Please pull out each row of the data below that contains the string "line", and copy those rows in full.

Records for this exercise>
● ● ●

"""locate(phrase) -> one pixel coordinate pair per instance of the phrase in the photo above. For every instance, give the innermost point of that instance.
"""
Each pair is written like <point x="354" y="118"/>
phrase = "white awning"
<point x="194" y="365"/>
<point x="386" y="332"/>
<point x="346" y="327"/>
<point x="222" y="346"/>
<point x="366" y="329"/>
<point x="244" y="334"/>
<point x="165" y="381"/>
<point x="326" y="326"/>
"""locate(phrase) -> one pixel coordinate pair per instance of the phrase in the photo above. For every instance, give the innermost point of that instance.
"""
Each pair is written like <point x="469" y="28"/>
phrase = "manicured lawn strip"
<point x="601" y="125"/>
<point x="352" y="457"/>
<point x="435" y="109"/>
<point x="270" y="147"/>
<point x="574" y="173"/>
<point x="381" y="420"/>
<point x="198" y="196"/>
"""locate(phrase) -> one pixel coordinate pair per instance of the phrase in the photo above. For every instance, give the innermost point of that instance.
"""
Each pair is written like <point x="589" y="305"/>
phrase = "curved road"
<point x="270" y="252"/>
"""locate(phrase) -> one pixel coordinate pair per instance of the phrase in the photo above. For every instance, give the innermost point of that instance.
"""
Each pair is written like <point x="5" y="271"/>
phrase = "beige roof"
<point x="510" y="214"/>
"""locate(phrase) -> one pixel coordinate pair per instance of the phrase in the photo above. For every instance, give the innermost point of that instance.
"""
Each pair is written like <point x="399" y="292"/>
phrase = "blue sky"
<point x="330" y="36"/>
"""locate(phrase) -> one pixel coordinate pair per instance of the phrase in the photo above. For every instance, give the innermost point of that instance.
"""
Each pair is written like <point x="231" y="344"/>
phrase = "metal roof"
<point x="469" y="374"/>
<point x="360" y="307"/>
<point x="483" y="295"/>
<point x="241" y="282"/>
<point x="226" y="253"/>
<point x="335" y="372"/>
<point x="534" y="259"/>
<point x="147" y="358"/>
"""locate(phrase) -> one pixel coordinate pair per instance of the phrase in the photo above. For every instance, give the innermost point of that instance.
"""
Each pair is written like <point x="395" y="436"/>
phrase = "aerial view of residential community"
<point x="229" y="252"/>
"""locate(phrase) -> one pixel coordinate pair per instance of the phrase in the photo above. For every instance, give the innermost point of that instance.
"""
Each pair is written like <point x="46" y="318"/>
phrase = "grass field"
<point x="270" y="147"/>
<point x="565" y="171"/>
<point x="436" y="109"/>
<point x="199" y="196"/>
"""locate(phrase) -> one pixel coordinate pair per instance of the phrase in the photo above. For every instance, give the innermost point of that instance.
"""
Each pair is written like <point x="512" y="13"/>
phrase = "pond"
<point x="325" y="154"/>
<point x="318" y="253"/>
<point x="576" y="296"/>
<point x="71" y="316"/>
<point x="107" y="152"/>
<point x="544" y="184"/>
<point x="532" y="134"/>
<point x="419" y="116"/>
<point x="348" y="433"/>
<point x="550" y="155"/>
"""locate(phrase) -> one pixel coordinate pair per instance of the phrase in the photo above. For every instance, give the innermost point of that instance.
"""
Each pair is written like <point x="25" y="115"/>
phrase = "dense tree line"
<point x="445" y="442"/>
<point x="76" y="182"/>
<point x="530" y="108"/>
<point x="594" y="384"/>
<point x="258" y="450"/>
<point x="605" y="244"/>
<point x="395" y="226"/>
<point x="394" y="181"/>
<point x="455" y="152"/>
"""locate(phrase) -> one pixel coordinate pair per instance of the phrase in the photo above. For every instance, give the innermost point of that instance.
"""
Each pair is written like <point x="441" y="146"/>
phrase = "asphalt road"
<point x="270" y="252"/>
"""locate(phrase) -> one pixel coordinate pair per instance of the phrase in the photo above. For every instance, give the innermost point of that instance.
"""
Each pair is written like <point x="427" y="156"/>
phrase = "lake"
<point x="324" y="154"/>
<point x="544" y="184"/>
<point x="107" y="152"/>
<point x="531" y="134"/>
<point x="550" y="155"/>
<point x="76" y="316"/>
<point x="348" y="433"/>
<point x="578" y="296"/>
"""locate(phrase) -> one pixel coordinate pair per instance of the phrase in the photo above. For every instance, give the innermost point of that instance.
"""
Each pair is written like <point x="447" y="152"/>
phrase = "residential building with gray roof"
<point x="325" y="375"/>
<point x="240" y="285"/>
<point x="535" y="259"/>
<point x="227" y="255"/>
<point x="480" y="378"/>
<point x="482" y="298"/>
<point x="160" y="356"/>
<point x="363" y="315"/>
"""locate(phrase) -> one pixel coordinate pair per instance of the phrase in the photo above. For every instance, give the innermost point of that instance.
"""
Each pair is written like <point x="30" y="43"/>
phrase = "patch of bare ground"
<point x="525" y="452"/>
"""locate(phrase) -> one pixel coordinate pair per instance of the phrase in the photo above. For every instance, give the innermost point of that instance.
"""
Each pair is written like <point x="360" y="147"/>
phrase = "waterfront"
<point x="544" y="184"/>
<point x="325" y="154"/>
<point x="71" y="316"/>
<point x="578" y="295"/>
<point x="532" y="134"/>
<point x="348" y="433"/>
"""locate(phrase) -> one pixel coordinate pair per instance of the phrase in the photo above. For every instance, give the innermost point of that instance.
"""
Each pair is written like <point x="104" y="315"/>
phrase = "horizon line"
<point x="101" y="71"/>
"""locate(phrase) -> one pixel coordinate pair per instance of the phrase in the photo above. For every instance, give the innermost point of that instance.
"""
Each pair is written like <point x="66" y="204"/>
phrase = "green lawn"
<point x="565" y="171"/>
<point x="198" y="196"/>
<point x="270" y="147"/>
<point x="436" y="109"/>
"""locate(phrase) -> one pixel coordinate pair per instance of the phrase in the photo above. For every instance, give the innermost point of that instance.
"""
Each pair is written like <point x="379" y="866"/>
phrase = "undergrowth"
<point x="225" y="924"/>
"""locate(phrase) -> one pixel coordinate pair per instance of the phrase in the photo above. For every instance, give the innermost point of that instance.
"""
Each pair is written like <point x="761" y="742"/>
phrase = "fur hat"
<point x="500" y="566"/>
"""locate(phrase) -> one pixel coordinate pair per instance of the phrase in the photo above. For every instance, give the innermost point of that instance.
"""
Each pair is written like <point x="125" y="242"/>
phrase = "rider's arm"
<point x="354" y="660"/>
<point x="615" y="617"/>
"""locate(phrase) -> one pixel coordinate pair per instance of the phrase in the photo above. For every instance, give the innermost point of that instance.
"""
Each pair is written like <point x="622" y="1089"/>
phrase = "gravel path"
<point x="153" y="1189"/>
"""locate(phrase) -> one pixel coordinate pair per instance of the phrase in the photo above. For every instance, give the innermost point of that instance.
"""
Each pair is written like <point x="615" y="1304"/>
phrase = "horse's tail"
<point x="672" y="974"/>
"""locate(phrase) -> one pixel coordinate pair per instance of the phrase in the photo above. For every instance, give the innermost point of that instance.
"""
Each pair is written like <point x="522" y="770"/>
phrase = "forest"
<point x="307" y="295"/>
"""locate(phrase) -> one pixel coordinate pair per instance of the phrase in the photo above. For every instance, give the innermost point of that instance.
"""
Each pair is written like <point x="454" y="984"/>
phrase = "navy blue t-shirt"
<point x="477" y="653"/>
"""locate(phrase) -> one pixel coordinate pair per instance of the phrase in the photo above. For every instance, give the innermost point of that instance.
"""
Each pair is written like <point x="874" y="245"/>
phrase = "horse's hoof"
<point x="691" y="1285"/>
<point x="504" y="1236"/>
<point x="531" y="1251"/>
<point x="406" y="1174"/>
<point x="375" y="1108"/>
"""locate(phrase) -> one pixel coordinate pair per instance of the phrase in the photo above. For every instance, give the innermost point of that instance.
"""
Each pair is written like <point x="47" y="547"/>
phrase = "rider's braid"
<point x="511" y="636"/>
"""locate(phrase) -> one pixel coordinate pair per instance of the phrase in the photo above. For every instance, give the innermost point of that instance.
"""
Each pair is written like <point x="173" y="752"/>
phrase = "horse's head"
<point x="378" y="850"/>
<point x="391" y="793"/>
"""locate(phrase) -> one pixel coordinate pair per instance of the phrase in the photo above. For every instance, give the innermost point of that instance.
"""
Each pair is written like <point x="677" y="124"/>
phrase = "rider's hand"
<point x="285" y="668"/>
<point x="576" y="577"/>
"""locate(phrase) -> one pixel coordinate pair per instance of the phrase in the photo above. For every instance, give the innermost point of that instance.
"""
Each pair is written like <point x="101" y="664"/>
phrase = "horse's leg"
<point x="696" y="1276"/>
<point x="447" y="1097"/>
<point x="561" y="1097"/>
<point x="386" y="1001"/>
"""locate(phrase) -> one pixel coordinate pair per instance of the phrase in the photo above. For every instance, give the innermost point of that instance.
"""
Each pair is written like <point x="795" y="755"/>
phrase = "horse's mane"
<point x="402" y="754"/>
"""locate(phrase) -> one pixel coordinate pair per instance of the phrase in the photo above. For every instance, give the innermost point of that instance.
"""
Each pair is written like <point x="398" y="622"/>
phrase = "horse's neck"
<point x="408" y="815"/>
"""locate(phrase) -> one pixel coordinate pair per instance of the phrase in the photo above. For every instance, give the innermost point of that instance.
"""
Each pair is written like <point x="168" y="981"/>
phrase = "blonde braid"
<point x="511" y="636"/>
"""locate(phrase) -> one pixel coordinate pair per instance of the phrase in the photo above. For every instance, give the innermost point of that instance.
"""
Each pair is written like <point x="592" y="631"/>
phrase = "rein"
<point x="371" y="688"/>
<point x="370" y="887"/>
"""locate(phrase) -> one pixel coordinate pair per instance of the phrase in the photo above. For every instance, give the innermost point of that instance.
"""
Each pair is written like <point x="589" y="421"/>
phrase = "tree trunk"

● ● ●

Response for this exercise>
phrase = "dense tree line"
phrase = "horizon line"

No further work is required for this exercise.